Aim: Show every line below that contains the word "staircase", copying each one in full.

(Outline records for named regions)
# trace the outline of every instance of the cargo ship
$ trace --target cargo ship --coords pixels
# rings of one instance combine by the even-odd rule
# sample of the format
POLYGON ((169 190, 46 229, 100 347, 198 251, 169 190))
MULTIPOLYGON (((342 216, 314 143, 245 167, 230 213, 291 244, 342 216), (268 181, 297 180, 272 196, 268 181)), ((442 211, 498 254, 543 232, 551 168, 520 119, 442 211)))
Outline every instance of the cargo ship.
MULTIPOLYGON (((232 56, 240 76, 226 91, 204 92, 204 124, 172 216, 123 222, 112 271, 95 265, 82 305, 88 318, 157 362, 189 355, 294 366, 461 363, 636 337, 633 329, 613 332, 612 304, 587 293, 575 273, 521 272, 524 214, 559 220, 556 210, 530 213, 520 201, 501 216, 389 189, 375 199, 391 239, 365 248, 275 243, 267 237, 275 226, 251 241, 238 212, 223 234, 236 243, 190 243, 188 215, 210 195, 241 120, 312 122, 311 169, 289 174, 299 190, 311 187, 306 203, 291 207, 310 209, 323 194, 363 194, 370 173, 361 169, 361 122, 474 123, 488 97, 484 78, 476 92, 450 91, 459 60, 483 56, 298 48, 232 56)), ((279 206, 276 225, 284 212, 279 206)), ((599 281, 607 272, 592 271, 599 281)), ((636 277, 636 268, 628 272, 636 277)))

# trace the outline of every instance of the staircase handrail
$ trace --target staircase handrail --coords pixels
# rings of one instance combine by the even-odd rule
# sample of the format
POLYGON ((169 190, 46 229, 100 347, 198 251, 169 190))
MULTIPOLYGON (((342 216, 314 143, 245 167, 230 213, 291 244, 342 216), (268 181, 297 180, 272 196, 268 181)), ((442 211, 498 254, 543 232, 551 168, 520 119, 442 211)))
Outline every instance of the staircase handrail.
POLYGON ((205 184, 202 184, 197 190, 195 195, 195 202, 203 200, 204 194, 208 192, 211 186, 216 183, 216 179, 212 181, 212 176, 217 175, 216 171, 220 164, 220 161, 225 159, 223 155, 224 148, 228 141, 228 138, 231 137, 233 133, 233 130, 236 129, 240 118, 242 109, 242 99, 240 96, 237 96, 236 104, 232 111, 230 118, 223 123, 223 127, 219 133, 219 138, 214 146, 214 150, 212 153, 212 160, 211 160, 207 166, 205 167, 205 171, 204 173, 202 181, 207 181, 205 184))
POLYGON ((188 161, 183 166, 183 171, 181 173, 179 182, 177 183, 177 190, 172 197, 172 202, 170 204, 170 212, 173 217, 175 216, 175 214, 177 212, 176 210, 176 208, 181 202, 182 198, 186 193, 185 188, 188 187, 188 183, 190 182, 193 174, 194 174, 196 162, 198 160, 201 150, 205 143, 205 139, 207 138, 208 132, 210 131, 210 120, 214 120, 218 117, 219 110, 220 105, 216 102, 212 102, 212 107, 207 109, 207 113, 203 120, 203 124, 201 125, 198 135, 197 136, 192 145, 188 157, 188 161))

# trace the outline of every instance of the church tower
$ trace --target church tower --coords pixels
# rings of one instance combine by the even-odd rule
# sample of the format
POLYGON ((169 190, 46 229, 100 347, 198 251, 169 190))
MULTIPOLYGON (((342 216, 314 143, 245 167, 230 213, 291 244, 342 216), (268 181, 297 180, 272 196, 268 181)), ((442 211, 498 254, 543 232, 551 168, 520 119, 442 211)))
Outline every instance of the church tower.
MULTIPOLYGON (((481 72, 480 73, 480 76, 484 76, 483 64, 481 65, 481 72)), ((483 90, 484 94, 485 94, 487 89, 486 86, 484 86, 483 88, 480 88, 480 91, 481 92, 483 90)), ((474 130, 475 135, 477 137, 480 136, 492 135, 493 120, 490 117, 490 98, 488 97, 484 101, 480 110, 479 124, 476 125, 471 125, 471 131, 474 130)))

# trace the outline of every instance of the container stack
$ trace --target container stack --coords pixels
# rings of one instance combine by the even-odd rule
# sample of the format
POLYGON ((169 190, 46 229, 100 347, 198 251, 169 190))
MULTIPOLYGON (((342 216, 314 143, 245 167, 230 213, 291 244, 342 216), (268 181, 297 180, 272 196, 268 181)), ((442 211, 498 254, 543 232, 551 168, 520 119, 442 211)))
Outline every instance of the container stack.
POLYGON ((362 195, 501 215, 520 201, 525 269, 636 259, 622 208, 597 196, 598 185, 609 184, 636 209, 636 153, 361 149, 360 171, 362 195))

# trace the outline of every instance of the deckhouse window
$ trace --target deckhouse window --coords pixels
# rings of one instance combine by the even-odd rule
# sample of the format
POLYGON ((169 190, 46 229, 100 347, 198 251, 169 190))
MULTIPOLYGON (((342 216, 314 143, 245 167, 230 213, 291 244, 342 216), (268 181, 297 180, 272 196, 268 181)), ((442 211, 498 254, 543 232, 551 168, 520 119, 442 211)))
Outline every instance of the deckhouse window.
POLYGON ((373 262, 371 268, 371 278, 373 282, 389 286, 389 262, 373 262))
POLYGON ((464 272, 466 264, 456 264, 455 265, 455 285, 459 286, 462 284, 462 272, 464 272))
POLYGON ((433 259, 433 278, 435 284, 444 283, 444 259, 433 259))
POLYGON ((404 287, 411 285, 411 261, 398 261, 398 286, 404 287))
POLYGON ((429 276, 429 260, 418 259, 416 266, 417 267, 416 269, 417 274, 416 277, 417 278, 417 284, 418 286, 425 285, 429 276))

Response to the task:
# trace the outline of every instance of the staircase handrail
$ trace --target staircase handrail --coords pixels
Outline every instance of the staircase handrail.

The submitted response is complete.